__PROBLEM TO SOLVE__. Copy each line of the entries that includes the word "like".

○ ○ ○ ○ ○ ○ ○

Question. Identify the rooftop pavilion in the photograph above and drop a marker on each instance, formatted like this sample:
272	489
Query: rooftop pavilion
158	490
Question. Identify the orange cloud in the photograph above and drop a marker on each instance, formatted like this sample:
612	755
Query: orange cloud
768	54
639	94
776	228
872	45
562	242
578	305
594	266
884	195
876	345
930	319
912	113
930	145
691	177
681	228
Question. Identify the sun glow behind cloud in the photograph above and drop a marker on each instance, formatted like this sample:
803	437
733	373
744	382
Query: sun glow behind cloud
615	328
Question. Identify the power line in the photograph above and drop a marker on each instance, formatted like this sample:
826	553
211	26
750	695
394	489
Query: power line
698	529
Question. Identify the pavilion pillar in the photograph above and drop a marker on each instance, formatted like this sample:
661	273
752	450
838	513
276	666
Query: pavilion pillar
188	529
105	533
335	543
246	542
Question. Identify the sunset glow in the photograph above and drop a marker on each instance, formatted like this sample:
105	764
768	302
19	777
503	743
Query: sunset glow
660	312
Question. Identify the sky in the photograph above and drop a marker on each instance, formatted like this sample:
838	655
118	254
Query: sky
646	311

○ ○ ○ ○ ○ ○ ○

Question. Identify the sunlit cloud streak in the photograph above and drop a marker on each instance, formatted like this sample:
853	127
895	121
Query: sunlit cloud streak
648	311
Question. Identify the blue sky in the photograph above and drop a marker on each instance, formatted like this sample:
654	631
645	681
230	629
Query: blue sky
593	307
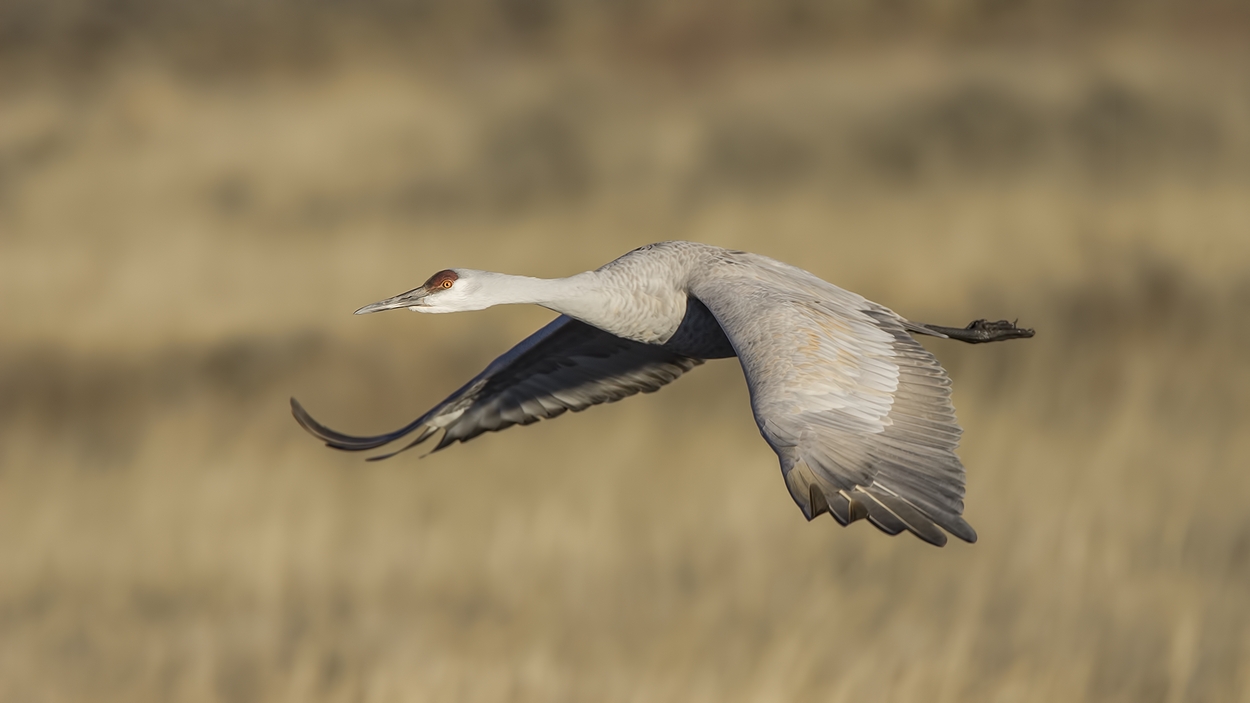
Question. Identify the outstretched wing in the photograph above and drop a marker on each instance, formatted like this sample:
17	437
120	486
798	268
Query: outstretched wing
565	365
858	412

○ ○ ○ ○ ○ ○ ○

__WRITTEN ANSWER__.
Question. Identify the rooftop pavilion in the photograph above and drop a marker on each instance, formatted like this sample:
Question. Identify the orange cloud in the photograph above and drop a marker on each instance, formatted like this sample:
Question. Identify the sun glow behind cloud in the photograph above and drop a marker on each instance, formatted like this sample:
Question. Identify the power line in the photograph above and drop a marker on each instance, formatted like this sample:
Question. Identify the pavilion pillar in the photograph above and drop a marker on each instance, formatted like this sample:
Question. Identify the sunset glow in the photograph above and drop a marker on each instance, formatted like this sample:
Question. Identify the sky in the photograph above and drop a marker on each instance, formatted like this sample:
Question. Identify the sunlit cloud streak in the photograph above and drop a marker on each instance, formatted like this sample:
Question. Identify the blue sky in the photograph above and drop a marker on each instance, formatted like this sample:
Question. Identify the outstretched wing in the photograph above and drop a marker on each instance, formatted like this sample:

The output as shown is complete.